● What is asked
Which lines of the material below contain the word "cloud"? Pick out each of those lines and copy it in full.

····················

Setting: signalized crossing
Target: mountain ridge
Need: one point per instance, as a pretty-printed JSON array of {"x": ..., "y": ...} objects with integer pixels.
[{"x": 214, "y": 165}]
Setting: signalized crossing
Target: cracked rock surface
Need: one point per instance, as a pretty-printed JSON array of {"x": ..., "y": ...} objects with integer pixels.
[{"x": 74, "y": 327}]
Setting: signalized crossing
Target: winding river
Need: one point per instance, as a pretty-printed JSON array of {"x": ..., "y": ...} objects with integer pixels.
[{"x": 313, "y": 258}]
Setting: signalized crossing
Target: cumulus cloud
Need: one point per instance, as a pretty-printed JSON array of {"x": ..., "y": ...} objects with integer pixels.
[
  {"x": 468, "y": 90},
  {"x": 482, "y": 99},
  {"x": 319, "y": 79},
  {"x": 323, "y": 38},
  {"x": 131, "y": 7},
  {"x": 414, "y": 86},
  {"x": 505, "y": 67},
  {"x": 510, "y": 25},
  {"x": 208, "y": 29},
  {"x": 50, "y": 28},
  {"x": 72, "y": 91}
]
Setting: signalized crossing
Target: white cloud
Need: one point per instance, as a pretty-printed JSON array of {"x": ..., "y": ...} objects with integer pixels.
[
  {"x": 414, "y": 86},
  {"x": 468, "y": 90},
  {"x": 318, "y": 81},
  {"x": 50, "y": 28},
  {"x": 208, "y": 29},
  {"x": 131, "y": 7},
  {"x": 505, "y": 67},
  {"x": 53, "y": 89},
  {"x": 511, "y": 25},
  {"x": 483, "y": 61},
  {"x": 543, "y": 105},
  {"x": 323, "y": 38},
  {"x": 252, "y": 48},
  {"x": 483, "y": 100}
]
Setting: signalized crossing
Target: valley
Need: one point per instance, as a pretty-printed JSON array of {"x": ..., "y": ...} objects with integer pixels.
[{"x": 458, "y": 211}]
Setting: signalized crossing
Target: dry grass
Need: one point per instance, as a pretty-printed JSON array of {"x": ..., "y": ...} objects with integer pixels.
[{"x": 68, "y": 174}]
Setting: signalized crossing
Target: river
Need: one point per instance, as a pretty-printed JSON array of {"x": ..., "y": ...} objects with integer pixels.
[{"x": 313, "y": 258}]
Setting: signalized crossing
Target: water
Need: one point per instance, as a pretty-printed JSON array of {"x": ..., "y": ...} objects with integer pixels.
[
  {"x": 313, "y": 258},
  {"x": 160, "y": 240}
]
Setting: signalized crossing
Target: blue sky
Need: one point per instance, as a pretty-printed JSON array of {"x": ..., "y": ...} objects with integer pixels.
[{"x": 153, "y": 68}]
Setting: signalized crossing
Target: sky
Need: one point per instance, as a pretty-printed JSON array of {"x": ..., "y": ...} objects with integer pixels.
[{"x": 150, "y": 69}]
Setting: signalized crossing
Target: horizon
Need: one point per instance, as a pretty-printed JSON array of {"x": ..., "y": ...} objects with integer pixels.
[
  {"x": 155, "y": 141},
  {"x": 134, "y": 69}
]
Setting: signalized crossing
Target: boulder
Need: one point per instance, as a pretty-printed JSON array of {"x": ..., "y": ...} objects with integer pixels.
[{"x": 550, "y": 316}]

····················

● Full answer
Target: cumulus cloud
Target: white cloud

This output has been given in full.